Content starts

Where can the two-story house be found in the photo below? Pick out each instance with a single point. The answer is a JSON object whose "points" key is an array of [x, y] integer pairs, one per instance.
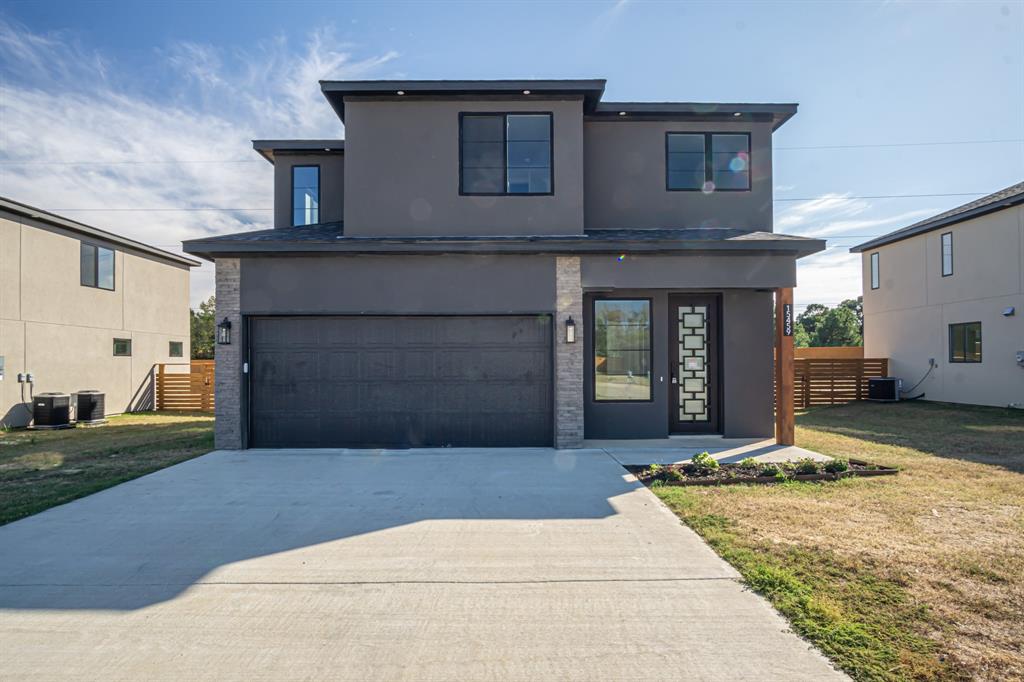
{"points": [[506, 263], [82, 308], [944, 299]]}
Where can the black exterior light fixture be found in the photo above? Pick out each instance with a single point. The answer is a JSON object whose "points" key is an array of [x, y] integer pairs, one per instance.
{"points": [[224, 332]]}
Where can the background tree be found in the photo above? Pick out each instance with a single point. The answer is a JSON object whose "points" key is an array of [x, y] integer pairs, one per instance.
{"points": [[838, 327], [203, 322]]}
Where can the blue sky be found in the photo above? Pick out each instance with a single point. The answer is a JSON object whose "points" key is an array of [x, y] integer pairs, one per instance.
{"points": [[93, 93]]}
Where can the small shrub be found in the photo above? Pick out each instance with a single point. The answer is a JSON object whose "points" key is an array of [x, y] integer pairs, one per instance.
{"points": [[806, 466], [674, 474], [837, 466], [705, 462]]}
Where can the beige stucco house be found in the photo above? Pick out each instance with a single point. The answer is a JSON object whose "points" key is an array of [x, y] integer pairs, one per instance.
{"points": [[944, 301], [82, 308]]}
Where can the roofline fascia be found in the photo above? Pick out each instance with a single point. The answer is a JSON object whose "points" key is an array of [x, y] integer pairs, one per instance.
{"points": [[224, 249], [977, 212], [55, 220]]}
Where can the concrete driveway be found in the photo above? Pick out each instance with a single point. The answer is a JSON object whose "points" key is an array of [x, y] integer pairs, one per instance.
{"points": [[444, 564]]}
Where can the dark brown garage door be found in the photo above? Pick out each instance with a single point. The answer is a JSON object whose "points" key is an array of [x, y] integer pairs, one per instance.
{"points": [[390, 381]]}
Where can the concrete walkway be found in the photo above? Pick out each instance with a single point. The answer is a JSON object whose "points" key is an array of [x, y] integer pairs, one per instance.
{"points": [[677, 450], [454, 564]]}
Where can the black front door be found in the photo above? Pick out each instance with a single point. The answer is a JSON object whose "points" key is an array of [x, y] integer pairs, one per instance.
{"points": [[693, 364]]}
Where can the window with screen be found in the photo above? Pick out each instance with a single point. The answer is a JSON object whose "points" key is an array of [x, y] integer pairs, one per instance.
{"points": [[965, 342]]}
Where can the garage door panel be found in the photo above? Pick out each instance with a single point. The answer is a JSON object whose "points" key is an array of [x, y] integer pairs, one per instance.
{"points": [[400, 381]]}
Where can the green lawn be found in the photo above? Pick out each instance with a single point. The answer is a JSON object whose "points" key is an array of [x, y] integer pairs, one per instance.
{"points": [[919, 576], [42, 469]]}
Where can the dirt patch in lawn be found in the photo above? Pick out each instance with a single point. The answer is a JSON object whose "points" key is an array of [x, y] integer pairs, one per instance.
{"points": [[919, 576], [42, 469]]}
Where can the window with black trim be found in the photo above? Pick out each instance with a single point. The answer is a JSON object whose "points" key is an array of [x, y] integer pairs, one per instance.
{"points": [[622, 350], [305, 195], [965, 342], [708, 162], [505, 154], [97, 266], [947, 254], [122, 347]]}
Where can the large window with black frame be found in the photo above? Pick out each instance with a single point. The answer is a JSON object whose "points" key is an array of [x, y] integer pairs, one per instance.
{"points": [[708, 162], [505, 154], [622, 350]]}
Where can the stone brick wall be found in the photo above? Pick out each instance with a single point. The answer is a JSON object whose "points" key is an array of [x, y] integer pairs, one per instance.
{"points": [[568, 356], [227, 380]]}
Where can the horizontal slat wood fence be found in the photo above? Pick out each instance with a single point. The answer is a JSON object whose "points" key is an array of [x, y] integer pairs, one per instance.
{"points": [[181, 386], [832, 381], [830, 352]]}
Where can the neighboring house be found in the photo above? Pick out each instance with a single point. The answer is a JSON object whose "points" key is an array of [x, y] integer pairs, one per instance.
{"points": [[950, 291], [82, 308], [506, 263]]}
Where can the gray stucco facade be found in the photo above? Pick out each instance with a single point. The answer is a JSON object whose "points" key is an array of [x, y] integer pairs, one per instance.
{"points": [[398, 240]]}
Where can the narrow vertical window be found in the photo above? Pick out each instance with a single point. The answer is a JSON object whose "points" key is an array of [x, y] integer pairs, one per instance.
{"points": [[947, 254], [305, 195], [96, 265]]}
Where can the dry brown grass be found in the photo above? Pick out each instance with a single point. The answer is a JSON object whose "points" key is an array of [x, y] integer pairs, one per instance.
{"points": [[947, 533], [42, 469]]}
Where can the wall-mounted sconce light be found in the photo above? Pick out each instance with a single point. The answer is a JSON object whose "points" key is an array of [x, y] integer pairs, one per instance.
{"points": [[224, 332]]}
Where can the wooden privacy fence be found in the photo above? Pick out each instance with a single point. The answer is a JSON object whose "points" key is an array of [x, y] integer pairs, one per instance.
{"points": [[834, 381], [184, 386]]}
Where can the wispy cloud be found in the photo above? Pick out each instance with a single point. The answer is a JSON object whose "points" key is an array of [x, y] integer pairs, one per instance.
{"points": [[75, 136], [834, 274]]}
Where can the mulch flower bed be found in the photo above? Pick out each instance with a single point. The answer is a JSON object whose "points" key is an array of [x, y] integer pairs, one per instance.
{"points": [[702, 470]]}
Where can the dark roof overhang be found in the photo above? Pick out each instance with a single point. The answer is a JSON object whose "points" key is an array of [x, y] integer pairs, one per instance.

Content ends

= INSTRUCTIONS TO FOLLOW =
The finished copy should match the data above word for word and contain no pictures.

= RESPONSE TO THE EXERCISE =
Where can the two-story house be found in the photo below? Pick out each instance with a single point. The answer is a JSON object whose "points" key is an array of [x, y] integer pairs, one per instance.
{"points": [[506, 263], [82, 308], [944, 299]]}
Where can the black exterior light fixture be found in the photo above? Pick out each instance with a single point. The answer is a JSON object whose "points" key is an array of [x, y] integer pairs, one per instance.
{"points": [[224, 332]]}
Where can the background tree be found in the photo above? Pick out each instance with a single point. The answer is a JSON object whose "points" key is an array of [x, y] integer pairs, one per instance.
{"points": [[838, 327], [203, 322]]}
Where can the blue sky be found in the photo above? Pick out each instance with a single point. The answer is a JSON object whose "points" key is an array of [x, y] integer pairs, one per instance.
{"points": [[93, 93]]}
Where can the small shrub be found in the photo above? Pick out each instance with a single point. The answer is a JSON object whose "points" key is an array of [x, y] integer pairs, one per instance.
{"points": [[806, 466], [674, 474], [837, 466], [705, 462]]}
Where can the beige stucco house be found in the photo above? Pick out each instance with a single point. The answer is a JSON object whose "points" key is an array of [x, y] integer pairs, one per instance.
{"points": [[944, 301], [82, 308]]}
Where can the roofline fascia be found in the photo above? Pick out each instance with a single point. The answer is a JSON object whose "points" key is an array of [x, y] integer pairs, one per instance.
{"points": [[224, 249], [977, 212], [55, 220]]}
Where can the concrete driveway be found in the photo above? Pick out each instance with a single point. The answer is a JSON object whose "points" key is an array of [x, y] integer pairs, one per instance.
{"points": [[444, 564]]}
Where can the dark brown garage door be found in the photo above? Pick out each instance with a single point. The answer is a JSON object whose "points" key is an array of [x, y] integer pairs, one per instance.
{"points": [[390, 381]]}
Where can the concrete walkway be found in the photo above? Pick out each instance with a single point. The answer is a JSON object whose "points" key is an array of [x, y] integer pairs, one per instance.
{"points": [[677, 450], [454, 564]]}
Where can the black front door be found in the photo above? Pick out each instance with a single point. The answer is a JSON object whose "points" key is an array of [x, y] integer pairs, one per instance.
{"points": [[693, 364]]}
Where can the window with screen be found in the photo above? Pick out each instance with a single point. The answer is a JSON object whose "points" key is an array of [x, y] integer pairs, one per instance.
{"points": [[965, 342]]}
Where can the garage door panel be found in the photo above? Pick out each instance with a single point. The answer is a JSON object whose "points" key is an array of [x, y] integer pairs, one per instance.
{"points": [[400, 381]]}
Where can the green lawn be found in the photo above? Pick out each instance with a single point. The answer is a JSON object whose "points" key is an array of [x, y] integer pairs, one per instance.
{"points": [[919, 576], [42, 469]]}
Where can the dirt patch in lawn be found in the photo above? Pick out each instance with a single point. The answer is a JSON object whose "points" key is an array of [x, y] integer pairs, one per instance.
{"points": [[919, 576], [42, 469]]}
Where can the window with black trim be found in the photo above? Pick out each instance with a single point. The answer is a JSON object whose "points" key is an array of [x, y] integer pairs, one per instance.
{"points": [[622, 350], [305, 195], [965, 342], [708, 162], [505, 154], [97, 266], [947, 254], [122, 347]]}
Where can the large window with black frame be found in the photo above? Pick out each instance with a single point. The answer is a JSON object whose "points" key is an array of [x, y] integer pairs, one per instance.
{"points": [[708, 162], [505, 154], [622, 350]]}
Where can the stone brick wall be found in the photo above? Pick out each instance with a single point. The answer is a JSON object whose "points" key is an array of [x, y] integer pairs, one per instance.
{"points": [[568, 356], [227, 380]]}
Where can the horizontal slat wood fence be found in the photo above? Pick out each instance with a single point. The answer is a JSON object whose "points" key is an array of [x, y] integer pairs, one per instance.
{"points": [[181, 386], [832, 381], [830, 352]]}
Where can the neighboring house be found in the photo above? Pick out each instance with a single point. The answer is a JSON object whose "points" key is an array of [x, y] integer pairs, one per instance.
{"points": [[950, 291], [82, 308], [506, 263]]}
Where can the gray stucco facade be found in the photo above? Pick out each instance with a single point. The answer is a JSON object whose "points" key is an array of [x, y] integer pairs, one per instance.
{"points": [[398, 240]]}
Where can the narrow vertical window be found in the photo above? Pick out each instance with a single point. The answer is a JSON object whose "points" key is an array of [x, y] integer pairs, one per instance.
{"points": [[947, 254], [305, 195], [96, 265]]}
Where can the dry brown grass be found in the photo above? Pick out each instance with a single point. The answer is a JSON object whose "points" key is an array of [x, y] integer pairs, one per instance.
{"points": [[947, 533], [42, 469]]}
Where can the wall-mounted sconce light be found in the photo above? Pick out each instance with a single point. The answer is a JSON object whose "points" key is an array of [x, y] integer pairs, one per instance.
{"points": [[224, 332]]}
Where can the wooden privacy fence be found in the photo above? Pick out each instance with a single point. The answer is a JSON object whose "points" key is an array of [x, y] integer pairs, one per instance.
{"points": [[834, 381], [184, 386]]}
Where can the wispy cloud be found in the photo above? Pick out each instance with a single point. The answer is a JSON object whose "points" key is an array of [x, y] integer pairs, one per instance.
{"points": [[75, 136], [834, 274]]}
Where can the mulch flower bed be found in the photo above? Pick out each instance with a single point. The answer is a JSON object whose "points" key is an array of [x, y] integer pairs, one per instance.
{"points": [[702, 470]]}
Where can the dark roof overhang be found in the photo above? Pick out each instance with a single point. The answer is a JSON object whose "points" key is an array of [x, y] integer pairs, one per instance.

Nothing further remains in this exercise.